▶ _Your objective_
The full listing should be duplicated word for word.

▶ _Dataset excerpts_
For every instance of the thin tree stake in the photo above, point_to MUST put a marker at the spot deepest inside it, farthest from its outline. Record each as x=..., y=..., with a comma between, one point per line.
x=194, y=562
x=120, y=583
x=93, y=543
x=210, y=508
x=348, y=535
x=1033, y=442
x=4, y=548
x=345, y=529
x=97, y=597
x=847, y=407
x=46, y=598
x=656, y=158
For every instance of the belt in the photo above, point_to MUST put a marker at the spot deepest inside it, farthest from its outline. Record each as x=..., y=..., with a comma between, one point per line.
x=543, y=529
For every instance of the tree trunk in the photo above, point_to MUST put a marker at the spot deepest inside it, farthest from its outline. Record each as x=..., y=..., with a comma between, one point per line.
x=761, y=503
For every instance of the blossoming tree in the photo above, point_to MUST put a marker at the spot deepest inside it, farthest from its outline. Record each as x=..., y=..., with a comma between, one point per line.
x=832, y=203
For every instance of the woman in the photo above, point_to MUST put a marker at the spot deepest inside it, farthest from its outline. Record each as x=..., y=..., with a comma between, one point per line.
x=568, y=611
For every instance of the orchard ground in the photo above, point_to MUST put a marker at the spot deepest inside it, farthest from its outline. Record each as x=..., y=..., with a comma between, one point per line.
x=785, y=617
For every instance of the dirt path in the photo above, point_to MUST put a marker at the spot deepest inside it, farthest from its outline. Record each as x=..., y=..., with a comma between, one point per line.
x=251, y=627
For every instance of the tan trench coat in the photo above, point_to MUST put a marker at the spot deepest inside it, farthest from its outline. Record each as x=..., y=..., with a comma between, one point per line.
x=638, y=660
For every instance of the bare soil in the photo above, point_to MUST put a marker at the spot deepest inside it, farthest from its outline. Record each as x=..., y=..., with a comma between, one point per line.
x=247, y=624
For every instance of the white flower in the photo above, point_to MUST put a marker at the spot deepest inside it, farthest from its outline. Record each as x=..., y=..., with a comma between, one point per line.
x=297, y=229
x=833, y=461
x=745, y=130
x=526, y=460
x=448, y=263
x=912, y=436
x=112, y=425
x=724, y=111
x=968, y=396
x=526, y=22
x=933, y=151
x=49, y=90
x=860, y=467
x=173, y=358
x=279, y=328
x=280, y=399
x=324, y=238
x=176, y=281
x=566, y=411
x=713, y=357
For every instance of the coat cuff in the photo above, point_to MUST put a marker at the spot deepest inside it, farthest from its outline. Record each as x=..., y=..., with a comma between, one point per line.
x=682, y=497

▶ _Solution_
For every instance of the thin tree stake in the photo above, point_to MUST put a marker at the spot deepest inside it, farthest from its outline. Record each as x=..., y=..., with a comma between, one point per line.
x=194, y=562
x=120, y=583
x=93, y=543
x=210, y=508
x=348, y=535
x=1033, y=442
x=4, y=548
x=345, y=529
x=97, y=597
x=847, y=407
x=46, y=598
x=656, y=158
For every instance of the belt in the photo above, point_to MUST put a marker at the spot deepest inside it, farthest from its outline. Record each as x=..., y=..., with a comma between, one point per line.
x=543, y=529
For every instance of the tree trunk in the photo above, point_to MUST put a marker at the spot deepest inside it, farthest from its outline. Record each as x=..., y=..., with a comma between, one point per line.
x=761, y=503
For every instance of the blossoming tree in the photo above, point_to MUST put a marker at the spot deepest inside it, farthest from its outline. Record each as x=..., y=..., with a comma between, one point per line.
x=832, y=203
For every instance of the woman in the photo above, point_to MUST put a marker at the spot deepest inside it, farthest from its outline. Record each as x=..., y=..., with a comma between, one point per line.
x=568, y=611
For every instance of the orchard ground in the photo above, point_to MUST put a marker at the spot deepest inside it, farthest from its outline. Record each as x=..., y=..., with a comma between, one point per line.
x=785, y=617
For every instance of the dirt path in the photo above, point_to MUST put a marker at the spot deepest inside it, farthest from its outline. Record each as x=..., y=..., with a comma between, one point per line.
x=251, y=627
For every instance of the tan trench coat in the photo above, point_to MUST put a marker at the spot deepest inside it, farthest from its outline. Record each as x=..., y=..., with a comma between, one point per line.
x=638, y=660
For every instance of the bare soil in the photo above, point_to MUST put a marker at the spot deepest inside it, farthest from its outline. Record each as x=..., y=..., with a comma between, one point per line.
x=247, y=624
For every instance of the white flower in the photo above, point_to MUST put a marker at the spot deepest inside it, farthest from its outline. Record each as x=..., y=..., with a comma between, one point per line.
x=297, y=229
x=833, y=461
x=745, y=130
x=526, y=460
x=448, y=263
x=912, y=436
x=112, y=425
x=724, y=111
x=968, y=396
x=526, y=22
x=933, y=151
x=49, y=90
x=860, y=467
x=173, y=358
x=279, y=328
x=280, y=399
x=324, y=238
x=176, y=281
x=566, y=411
x=713, y=357
For every instance of the coat cuff in the photo above, point_to MUST put a marker at the spot deepest inside it, farthest from its outline. Record each as x=..., y=..., with a comma between, one point per line.
x=682, y=497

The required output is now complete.